### Task
Pick out every line below that contains the word "turquoise", and copy each one.

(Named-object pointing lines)

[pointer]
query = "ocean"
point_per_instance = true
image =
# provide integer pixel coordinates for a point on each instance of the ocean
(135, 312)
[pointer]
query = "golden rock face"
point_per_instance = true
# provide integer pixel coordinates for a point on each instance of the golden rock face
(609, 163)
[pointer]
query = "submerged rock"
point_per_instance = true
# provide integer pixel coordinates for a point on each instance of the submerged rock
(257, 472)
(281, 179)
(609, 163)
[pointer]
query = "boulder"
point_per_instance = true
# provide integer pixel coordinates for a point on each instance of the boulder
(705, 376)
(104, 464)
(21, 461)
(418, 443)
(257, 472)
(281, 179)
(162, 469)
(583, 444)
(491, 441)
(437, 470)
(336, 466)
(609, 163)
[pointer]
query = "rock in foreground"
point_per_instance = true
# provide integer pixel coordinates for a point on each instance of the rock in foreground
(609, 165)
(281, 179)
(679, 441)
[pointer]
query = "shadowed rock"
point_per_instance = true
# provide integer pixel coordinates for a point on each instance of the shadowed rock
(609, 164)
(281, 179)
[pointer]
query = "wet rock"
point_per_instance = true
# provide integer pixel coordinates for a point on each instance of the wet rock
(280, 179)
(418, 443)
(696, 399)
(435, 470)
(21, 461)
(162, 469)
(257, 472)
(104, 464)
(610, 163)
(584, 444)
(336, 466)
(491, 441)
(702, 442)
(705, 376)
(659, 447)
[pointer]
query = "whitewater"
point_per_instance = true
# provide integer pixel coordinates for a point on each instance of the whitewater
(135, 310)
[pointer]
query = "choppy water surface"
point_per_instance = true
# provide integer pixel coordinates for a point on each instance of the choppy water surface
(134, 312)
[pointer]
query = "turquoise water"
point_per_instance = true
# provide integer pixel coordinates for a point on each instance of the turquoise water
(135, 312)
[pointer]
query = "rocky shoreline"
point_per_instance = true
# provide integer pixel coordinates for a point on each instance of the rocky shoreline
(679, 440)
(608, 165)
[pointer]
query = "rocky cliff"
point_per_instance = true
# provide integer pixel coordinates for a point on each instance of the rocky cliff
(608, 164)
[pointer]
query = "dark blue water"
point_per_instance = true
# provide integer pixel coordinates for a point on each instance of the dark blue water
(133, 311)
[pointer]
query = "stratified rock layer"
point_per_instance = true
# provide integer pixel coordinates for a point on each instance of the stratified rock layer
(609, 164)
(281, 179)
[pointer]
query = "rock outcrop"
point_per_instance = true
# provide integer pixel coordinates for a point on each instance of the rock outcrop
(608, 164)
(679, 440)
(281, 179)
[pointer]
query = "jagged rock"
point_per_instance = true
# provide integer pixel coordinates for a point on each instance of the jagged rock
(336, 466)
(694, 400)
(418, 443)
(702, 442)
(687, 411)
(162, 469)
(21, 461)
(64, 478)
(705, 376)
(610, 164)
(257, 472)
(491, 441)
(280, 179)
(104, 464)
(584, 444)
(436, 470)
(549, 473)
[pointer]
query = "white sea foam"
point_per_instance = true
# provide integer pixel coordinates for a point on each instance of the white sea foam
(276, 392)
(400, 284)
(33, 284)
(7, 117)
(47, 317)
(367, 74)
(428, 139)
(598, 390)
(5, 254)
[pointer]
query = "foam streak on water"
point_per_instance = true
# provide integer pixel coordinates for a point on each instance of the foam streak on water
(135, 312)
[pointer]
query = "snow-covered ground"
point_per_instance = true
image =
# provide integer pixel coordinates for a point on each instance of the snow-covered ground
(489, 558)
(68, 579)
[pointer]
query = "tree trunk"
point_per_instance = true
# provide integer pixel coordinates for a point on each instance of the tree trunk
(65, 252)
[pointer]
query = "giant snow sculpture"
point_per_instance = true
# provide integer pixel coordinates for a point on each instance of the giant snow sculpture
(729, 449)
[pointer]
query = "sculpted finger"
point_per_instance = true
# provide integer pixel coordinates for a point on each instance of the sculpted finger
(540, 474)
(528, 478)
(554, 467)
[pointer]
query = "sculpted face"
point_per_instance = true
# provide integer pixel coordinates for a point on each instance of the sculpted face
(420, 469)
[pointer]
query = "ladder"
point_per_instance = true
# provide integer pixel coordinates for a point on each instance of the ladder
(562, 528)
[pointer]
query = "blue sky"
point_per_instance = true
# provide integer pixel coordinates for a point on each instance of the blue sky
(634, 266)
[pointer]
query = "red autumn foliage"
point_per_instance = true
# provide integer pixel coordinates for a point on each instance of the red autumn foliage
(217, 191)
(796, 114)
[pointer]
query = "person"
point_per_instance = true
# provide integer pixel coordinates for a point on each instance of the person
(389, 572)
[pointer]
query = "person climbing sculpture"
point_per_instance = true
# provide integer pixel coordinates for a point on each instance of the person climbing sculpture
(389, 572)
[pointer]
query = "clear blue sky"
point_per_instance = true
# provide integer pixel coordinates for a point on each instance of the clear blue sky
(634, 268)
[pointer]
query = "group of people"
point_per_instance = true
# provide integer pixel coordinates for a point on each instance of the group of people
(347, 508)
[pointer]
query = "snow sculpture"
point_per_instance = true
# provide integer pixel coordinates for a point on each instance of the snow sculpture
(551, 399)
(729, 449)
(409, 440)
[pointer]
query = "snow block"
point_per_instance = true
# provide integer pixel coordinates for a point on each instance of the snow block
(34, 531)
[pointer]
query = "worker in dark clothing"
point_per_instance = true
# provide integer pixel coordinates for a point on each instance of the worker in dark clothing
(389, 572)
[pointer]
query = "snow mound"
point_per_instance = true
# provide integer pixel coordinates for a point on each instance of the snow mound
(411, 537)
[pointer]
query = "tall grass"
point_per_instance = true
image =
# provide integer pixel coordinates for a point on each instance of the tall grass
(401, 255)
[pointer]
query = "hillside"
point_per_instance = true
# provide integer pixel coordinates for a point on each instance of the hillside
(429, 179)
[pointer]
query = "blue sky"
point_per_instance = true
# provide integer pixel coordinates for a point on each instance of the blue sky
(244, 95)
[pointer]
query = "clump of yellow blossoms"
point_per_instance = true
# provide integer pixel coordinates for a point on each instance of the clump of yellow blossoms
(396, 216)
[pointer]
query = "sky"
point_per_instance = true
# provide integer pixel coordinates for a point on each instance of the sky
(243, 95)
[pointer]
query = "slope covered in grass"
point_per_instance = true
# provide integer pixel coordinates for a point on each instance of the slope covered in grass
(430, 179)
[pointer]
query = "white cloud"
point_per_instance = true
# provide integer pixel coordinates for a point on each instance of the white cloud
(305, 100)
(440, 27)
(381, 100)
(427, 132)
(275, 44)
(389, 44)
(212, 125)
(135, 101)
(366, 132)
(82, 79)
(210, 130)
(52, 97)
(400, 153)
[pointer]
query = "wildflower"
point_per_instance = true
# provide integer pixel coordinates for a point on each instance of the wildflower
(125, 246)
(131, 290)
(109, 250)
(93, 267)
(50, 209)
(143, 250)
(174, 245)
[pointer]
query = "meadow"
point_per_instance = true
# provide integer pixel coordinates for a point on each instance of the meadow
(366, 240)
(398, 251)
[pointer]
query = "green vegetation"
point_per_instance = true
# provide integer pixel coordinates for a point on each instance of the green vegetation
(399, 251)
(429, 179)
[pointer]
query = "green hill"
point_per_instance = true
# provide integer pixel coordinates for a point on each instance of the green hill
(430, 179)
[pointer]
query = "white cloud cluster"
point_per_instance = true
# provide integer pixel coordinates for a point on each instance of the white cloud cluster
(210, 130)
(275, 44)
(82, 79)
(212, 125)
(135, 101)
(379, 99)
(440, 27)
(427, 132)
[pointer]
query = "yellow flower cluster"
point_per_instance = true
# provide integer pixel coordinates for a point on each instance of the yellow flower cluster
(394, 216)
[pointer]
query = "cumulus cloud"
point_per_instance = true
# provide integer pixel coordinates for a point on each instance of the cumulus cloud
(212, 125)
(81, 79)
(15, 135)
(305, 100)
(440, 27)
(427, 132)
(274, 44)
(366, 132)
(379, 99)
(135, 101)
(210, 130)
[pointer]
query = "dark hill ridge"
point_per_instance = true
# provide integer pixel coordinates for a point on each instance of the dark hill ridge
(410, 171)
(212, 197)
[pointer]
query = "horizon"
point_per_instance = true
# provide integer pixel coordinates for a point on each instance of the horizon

### Reply to the exercise
query = "turquoise water"
# provide integer pixel coordinates for a point on each instance of the turquoise water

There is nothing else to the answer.